# DIRECTIONS FOR THIS TASK
Name every character mentioned by name in the movie review below.

By the end of the movie, I didn't feel like I had any idea how this world was supposed to work on a good day, why it failed this time, or why I should care. This is the crux of why the Control Room scenes don't really work for me.

The characters themselves, I didn't like. They seem so cartoonish and cause such a tonal shift from the action in the cabin that it's almost like I'm watching a completely different movie. I understand the poor folks on the IMDB discussion boards who felt like the Control Room scenes got in the way. Sitterson and Hadley aren't real characters; they are occasionally witty but always unpleasant mouthpieces for a system that is irredeemably awful. Watching their banter wasn't fun for me. If either of them had actually been likable or if the Daniel Truman character had gotten more development than "stern, disapproving black guy standing in the corner" I might've cared, but as it was I could never get invested. Not to mention the fact that their constant presence killed the tension and suspense during every single scare.

# EXCERPTED DATA
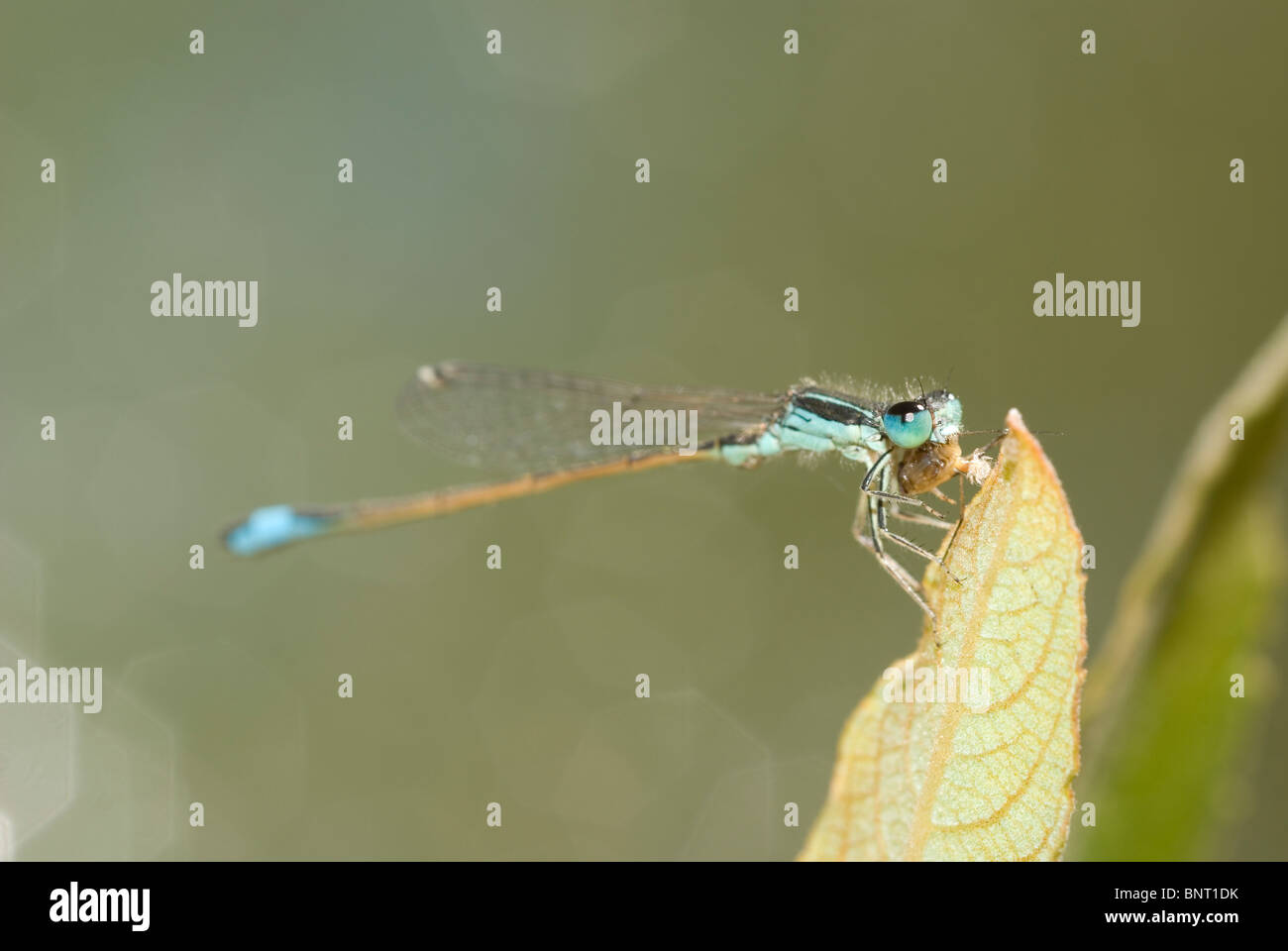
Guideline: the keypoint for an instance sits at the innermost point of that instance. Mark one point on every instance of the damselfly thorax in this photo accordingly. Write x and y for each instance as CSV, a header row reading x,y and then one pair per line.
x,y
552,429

* * *

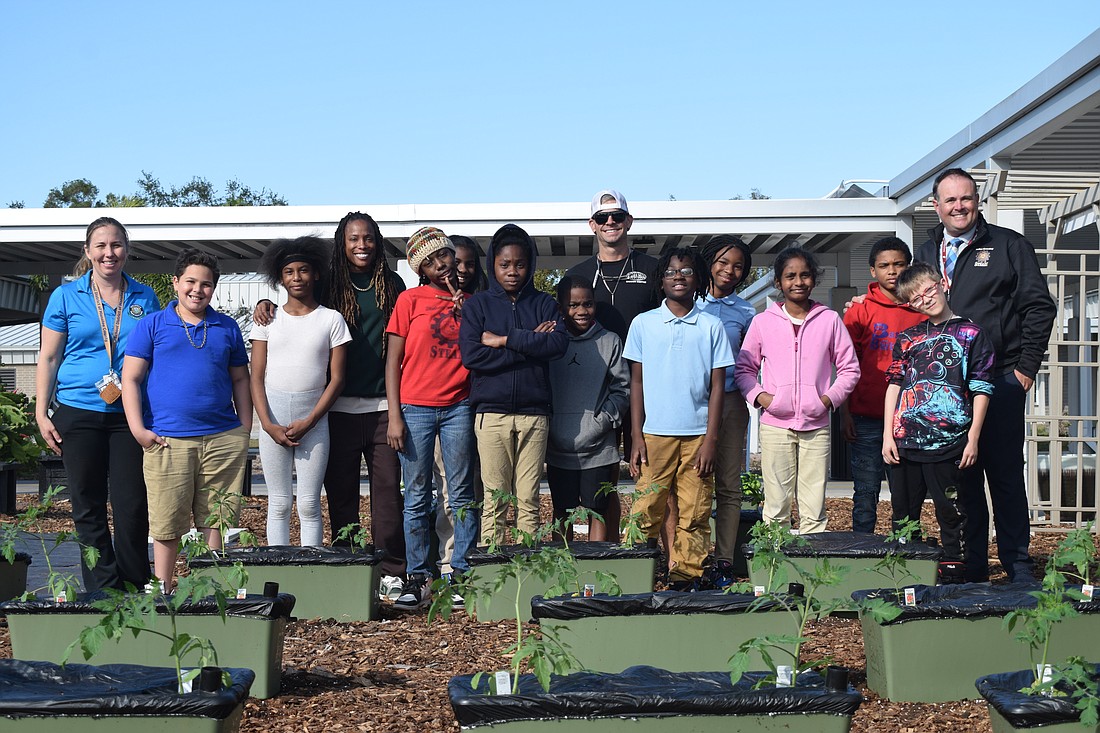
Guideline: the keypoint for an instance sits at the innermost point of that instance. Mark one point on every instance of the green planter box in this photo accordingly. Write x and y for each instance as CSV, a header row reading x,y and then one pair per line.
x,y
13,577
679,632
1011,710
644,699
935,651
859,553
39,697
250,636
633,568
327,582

# EXERCISE OUTPUT
Sitterson, Hadley, Daniel Truman